Your goal: Exclude the pictures; give every entry again exactly as written.

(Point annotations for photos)
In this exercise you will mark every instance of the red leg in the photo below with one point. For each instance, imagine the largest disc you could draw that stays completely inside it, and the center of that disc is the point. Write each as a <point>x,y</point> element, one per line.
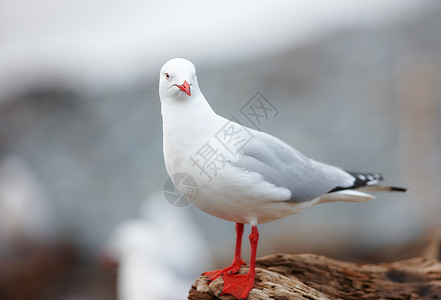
<point>240,285</point>
<point>237,261</point>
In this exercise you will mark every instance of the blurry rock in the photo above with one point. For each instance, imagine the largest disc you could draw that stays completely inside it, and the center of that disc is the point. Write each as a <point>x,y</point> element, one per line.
<point>35,271</point>
<point>25,213</point>
<point>309,276</point>
<point>158,254</point>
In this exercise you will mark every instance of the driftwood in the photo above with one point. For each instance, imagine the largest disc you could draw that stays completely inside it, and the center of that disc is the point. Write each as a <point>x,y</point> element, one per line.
<point>308,276</point>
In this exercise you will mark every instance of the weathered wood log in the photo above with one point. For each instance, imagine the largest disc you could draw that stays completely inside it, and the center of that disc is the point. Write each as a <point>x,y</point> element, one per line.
<point>309,276</point>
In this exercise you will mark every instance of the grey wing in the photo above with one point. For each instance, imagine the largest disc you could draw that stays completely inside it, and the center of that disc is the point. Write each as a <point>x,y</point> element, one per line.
<point>283,166</point>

Result of the exercise:
In this exercise you will mark every instance of the red leg in the photo below with one point. For each instance, imagine the largest disc you could draw that stays completely inside it, and the center of that disc is the point. Write each as a <point>x,y</point> element, one per line.
<point>240,285</point>
<point>237,261</point>
In this exercise you will mark every instance of the blurry rock in the photo above with one point. For each instance, imagine the largest disc you could draw that stays completely inside it, and the center of that disc is the point. Write each as a <point>x,y</point> element, one per line.
<point>35,271</point>
<point>25,213</point>
<point>309,276</point>
<point>158,254</point>
In this exercise you will mark every instance of the driftwood in the photo above with one point. For each instance, imagine the largest disc you could draw that stays completely inside it, and the center of that disc is the point. Write each as a <point>x,y</point> element, one per line.
<point>308,276</point>
In this exercise you will mark every instance of the weathered wood log in the photo above with one point. For each instance, imagine the largest disc you could draw that stays completely inside it, and the center of that disc is the point. Write each as a <point>x,y</point> element, one per line.
<point>309,276</point>
In this exercise you will mark every instance of the grey wing in the photo above with one point. For each instance, imagine the largest disc you could draw that stays completely inside it, and the center of that disc is the point. Write each as a <point>x,y</point> element, one per line.
<point>283,166</point>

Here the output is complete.